Start

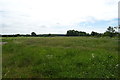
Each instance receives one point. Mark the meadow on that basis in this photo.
(60, 57)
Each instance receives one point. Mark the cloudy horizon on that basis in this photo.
(57, 16)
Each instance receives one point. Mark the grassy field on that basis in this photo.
(60, 57)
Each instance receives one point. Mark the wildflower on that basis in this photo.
(93, 55)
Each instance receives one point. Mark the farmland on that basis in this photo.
(60, 57)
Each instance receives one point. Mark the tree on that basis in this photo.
(33, 34)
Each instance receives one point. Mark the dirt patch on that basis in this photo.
(1, 43)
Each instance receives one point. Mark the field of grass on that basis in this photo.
(60, 57)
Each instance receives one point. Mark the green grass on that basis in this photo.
(60, 57)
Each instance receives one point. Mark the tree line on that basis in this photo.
(111, 32)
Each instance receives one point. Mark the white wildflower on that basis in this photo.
(93, 55)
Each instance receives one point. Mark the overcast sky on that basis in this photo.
(57, 16)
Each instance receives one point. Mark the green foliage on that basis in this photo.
(60, 57)
(33, 34)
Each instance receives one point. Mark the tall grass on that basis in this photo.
(60, 57)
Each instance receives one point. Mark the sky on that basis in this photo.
(57, 16)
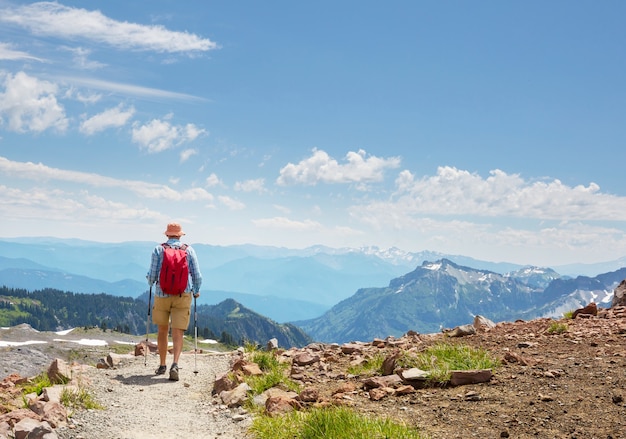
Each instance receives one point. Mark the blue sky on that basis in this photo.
(488, 129)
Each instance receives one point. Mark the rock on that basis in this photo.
(272, 344)
(59, 372)
(280, 405)
(461, 331)
(29, 428)
(386, 381)
(251, 369)
(619, 295)
(114, 360)
(306, 358)
(309, 394)
(140, 348)
(224, 382)
(389, 363)
(15, 416)
(248, 368)
(377, 394)
(351, 348)
(5, 428)
(52, 412)
(235, 397)
(345, 388)
(462, 377)
(414, 374)
(483, 323)
(591, 309)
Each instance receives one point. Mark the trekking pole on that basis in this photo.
(145, 359)
(195, 330)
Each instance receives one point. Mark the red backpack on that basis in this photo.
(174, 273)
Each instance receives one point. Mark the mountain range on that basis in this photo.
(442, 294)
(335, 295)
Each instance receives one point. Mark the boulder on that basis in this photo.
(305, 358)
(59, 371)
(29, 428)
(589, 310)
(235, 397)
(226, 381)
(272, 344)
(461, 331)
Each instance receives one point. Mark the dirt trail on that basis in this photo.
(140, 405)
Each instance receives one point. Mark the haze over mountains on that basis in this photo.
(334, 294)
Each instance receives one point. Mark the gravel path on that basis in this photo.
(141, 405)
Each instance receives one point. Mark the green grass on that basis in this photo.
(330, 423)
(37, 384)
(557, 328)
(274, 373)
(441, 358)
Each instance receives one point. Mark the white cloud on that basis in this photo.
(320, 167)
(187, 154)
(30, 104)
(129, 89)
(160, 135)
(231, 203)
(461, 193)
(53, 19)
(41, 172)
(8, 54)
(81, 58)
(111, 118)
(213, 180)
(257, 185)
(17, 204)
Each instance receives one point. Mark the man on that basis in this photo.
(174, 309)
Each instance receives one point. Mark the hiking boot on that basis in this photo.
(174, 372)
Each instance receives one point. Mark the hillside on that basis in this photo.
(442, 294)
(562, 384)
(53, 310)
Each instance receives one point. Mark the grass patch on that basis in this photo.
(37, 384)
(441, 358)
(333, 422)
(274, 373)
(557, 328)
(373, 366)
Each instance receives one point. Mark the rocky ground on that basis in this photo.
(551, 384)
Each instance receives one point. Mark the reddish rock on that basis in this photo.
(309, 394)
(591, 309)
(305, 358)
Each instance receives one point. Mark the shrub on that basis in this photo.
(441, 358)
(332, 422)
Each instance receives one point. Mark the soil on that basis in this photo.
(551, 384)
(569, 385)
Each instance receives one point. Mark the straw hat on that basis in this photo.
(174, 230)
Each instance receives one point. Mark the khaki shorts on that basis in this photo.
(176, 307)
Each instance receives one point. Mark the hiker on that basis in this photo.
(173, 306)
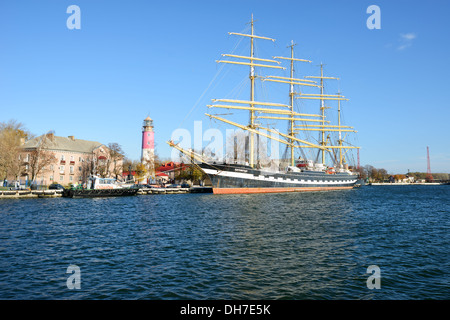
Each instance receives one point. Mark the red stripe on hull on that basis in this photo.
(274, 190)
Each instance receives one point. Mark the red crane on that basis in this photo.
(429, 176)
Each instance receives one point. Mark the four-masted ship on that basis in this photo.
(298, 174)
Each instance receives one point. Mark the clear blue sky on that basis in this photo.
(133, 59)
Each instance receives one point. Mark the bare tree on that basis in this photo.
(115, 159)
(40, 159)
(12, 135)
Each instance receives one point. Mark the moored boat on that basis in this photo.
(327, 166)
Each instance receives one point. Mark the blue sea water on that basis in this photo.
(315, 245)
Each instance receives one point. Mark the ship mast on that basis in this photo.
(291, 96)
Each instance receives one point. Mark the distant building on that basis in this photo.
(67, 160)
(171, 169)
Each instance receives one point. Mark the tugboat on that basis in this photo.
(100, 187)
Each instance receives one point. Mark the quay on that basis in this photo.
(406, 183)
(25, 194)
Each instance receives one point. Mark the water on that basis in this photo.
(203, 246)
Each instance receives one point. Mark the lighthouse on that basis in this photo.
(148, 146)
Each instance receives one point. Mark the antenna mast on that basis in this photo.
(429, 176)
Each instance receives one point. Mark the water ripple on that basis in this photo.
(199, 246)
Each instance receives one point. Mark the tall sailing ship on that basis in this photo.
(295, 173)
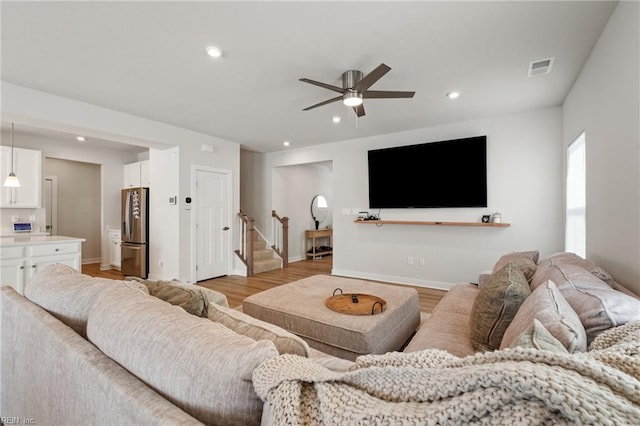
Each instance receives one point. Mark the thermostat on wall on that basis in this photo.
(22, 227)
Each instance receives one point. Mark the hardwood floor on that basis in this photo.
(237, 288)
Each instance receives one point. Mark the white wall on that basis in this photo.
(524, 184)
(605, 103)
(29, 107)
(164, 241)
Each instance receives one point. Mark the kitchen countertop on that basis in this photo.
(36, 239)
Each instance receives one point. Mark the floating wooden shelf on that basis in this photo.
(410, 222)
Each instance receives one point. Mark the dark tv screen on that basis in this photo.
(450, 173)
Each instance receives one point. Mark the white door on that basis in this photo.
(213, 234)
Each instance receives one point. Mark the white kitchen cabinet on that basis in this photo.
(27, 166)
(13, 266)
(21, 258)
(136, 174)
(114, 248)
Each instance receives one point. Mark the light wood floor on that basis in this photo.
(237, 288)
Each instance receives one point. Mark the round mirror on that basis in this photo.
(319, 209)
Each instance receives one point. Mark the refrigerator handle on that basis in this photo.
(126, 224)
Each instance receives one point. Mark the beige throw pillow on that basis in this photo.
(189, 299)
(241, 323)
(547, 306)
(536, 336)
(598, 306)
(495, 306)
(525, 261)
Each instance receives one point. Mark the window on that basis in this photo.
(576, 198)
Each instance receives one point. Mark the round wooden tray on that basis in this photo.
(366, 304)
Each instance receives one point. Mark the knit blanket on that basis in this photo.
(516, 386)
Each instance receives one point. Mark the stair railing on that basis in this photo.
(281, 237)
(247, 237)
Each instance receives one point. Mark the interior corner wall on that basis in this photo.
(605, 103)
(524, 184)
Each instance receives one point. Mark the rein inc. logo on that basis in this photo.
(17, 420)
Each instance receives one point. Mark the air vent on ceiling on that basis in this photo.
(540, 67)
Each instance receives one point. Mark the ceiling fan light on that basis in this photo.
(352, 99)
(12, 181)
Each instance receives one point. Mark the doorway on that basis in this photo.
(76, 203)
(51, 204)
(212, 189)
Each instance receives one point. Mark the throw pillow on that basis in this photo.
(598, 306)
(536, 336)
(566, 258)
(495, 307)
(284, 341)
(547, 306)
(525, 261)
(190, 300)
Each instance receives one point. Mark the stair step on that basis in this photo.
(262, 254)
(265, 265)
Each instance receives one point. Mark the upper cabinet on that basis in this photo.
(27, 166)
(136, 174)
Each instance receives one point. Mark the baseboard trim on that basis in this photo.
(437, 285)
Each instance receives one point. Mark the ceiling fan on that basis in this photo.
(355, 88)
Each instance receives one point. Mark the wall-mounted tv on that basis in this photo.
(449, 173)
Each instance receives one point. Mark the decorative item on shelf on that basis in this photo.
(12, 179)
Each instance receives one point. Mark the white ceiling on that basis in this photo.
(148, 59)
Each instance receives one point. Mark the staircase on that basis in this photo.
(264, 258)
(254, 252)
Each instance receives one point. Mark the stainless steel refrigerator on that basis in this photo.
(135, 232)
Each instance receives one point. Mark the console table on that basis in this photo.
(311, 236)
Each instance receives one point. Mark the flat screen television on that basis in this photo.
(450, 173)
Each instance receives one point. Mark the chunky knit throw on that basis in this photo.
(517, 386)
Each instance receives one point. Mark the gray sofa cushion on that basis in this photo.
(54, 376)
(495, 307)
(547, 305)
(599, 306)
(447, 328)
(199, 365)
(67, 294)
(241, 323)
(525, 261)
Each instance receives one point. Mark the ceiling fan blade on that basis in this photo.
(337, 98)
(387, 94)
(359, 110)
(324, 85)
(368, 80)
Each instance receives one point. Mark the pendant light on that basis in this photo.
(12, 180)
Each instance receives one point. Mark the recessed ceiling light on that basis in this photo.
(214, 51)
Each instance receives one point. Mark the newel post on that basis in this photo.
(285, 242)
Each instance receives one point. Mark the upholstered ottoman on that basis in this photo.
(299, 307)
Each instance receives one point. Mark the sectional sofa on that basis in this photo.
(82, 350)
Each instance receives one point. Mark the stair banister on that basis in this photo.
(247, 230)
(282, 249)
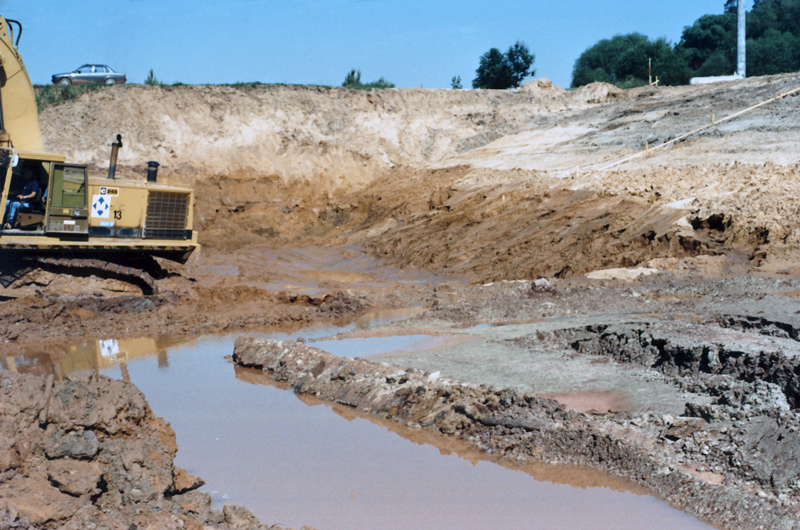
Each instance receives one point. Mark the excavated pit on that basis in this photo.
(507, 423)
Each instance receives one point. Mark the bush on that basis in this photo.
(152, 80)
(623, 61)
(504, 70)
(353, 80)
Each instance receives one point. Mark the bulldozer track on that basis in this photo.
(100, 265)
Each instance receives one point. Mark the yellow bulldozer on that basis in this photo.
(73, 220)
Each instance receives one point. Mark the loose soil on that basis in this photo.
(661, 345)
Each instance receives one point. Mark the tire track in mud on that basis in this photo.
(513, 425)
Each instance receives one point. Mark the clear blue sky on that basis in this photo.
(413, 43)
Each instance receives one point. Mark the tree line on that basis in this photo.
(706, 48)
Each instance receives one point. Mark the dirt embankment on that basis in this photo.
(483, 183)
(89, 453)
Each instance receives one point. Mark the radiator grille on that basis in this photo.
(166, 215)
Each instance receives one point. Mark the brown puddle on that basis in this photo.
(294, 463)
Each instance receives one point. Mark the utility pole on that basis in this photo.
(741, 64)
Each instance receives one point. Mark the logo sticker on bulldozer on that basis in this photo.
(101, 206)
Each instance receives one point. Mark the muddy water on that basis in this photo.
(298, 462)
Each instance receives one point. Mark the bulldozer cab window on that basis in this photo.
(35, 169)
(69, 187)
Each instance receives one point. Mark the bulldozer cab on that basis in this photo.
(60, 206)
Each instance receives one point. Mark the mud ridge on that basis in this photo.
(88, 452)
(672, 356)
(513, 425)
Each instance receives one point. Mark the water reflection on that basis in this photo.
(294, 463)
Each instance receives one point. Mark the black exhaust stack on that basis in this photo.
(152, 171)
(112, 166)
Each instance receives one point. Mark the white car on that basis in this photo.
(91, 73)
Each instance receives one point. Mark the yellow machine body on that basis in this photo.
(75, 212)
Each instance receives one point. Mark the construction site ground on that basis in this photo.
(637, 295)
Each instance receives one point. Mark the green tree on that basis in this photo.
(624, 61)
(500, 71)
(773, 30)
(711, 35)
(775, 52)
(353, 80)
(152, 80)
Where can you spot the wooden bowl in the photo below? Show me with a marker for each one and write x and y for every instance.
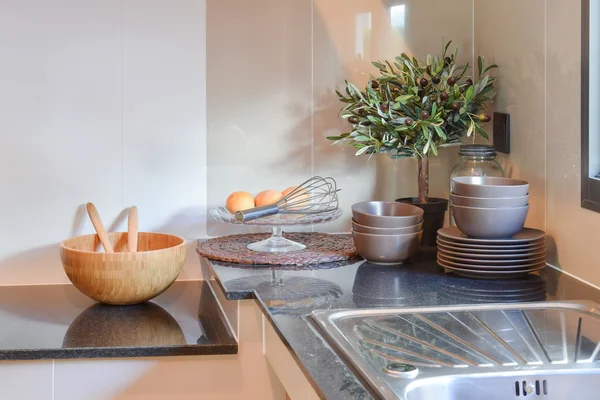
(123, 278)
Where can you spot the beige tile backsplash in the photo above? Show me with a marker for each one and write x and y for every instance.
(279, 119)
(538, 86)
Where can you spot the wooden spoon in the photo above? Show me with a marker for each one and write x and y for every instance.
(132, 221)
(99, 227)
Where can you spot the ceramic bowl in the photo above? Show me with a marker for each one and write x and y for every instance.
(386, 231)
(483, 202)
(387, 249)
(490, 223)
(386, 214)
(489, 187)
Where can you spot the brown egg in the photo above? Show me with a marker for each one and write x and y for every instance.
(267, 197)
(238, 201)
(300, 198)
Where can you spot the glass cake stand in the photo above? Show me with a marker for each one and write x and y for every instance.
(277, 243)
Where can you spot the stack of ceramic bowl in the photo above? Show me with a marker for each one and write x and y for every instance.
(386, 232)
(489, 208)
(489, 239)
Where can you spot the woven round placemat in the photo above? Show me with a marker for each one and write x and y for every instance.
(320, 248)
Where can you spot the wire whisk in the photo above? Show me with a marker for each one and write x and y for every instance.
(316, 195)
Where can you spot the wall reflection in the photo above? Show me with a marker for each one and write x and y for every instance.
(144, 324)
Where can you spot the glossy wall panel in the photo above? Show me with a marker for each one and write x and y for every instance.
(515, 41)
(346, 40)
(102, 101)
(259, 97)
(267, 129)
(574, 230)
(59, 118)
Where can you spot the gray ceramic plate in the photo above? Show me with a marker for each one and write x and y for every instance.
(442, 244)
(508, 263)
(490, 273)
(490, 266)
(487, 295)
(504, 258)
(527, 235)
(516, 247)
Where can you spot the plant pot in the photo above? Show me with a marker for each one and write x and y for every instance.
(433, 219)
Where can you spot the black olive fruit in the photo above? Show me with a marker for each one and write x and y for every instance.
(484, 118)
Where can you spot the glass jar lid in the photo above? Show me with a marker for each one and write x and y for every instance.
(477, 150)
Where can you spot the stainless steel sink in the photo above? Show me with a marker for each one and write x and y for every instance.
(546, 350)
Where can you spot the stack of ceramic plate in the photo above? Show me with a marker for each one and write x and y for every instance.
(520, 254)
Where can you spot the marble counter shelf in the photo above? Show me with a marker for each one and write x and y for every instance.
(360, 285)
(58, 322)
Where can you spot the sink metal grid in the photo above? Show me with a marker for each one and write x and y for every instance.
(515, 341)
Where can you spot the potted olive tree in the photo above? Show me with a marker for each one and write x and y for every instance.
(414, 108)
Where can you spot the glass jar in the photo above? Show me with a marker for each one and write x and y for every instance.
(475, 160)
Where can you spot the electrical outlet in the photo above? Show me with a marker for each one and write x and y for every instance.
(502, 133)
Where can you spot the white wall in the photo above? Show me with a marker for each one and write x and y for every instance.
(102, 101)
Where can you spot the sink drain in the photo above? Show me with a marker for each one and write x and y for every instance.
(401, 370)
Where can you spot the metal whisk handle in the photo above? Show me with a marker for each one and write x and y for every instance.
(256, 213)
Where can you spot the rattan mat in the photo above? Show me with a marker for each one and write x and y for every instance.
(320, 248)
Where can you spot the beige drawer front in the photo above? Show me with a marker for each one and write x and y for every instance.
(285, 366)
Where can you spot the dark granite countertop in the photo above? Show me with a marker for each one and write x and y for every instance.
(57, 321)
(362, 285)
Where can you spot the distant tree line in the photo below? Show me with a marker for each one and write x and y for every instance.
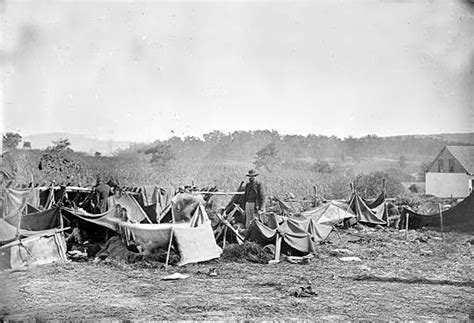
(244, 145)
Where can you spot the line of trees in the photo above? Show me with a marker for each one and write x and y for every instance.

End

* _Do this_
Return word for word every line of the material, starting with the line that contains "Where can you spot the glass jar in" and going on through the end of the material. Leave the pictures out.

* _Task response_
Where can you spot the glass jar in the photo above? Show me with a marker for each one and write x and y for every instance.
(475, 160)
Where can you spot the electrical outlet in the photo above? Show me with a marker for each one and write x and y for every instance.
(502, 133)
Where can you spot the white wall in the photo above? Show me with a marker for each one and write x and y for every instance.
(102, 101)
Where can you spot the sink drain in the photo above? Show me with a marker for each one and write x and y for every instance.
(401, 370)
Where can you spot the metal whisk handle in the photo above? Show me with a marker for each one and write x and y for every instance.
(256, 213)
Where can you spot the rattan mat in the photo above? Show me with a marker for each one and write x and y for every instance.
(320, 248)
Where can you spot the beige drawer front in the photo above? Show me with a marker for each one and write x and y for every instance.
(285, 366)
Where can you spot the dark granite countertop in the photo above? Show me with a marker for each one and write x and y for every instance.
(57, 321)
(362, 285)
Where can you spot the distant tree line in the photo below? Show me with a marker for each one and write x and y for every instance.
(244, 145)
Where can you spot the line of trees in the photo above? Show me with a marker for each one and write x and y for every instance.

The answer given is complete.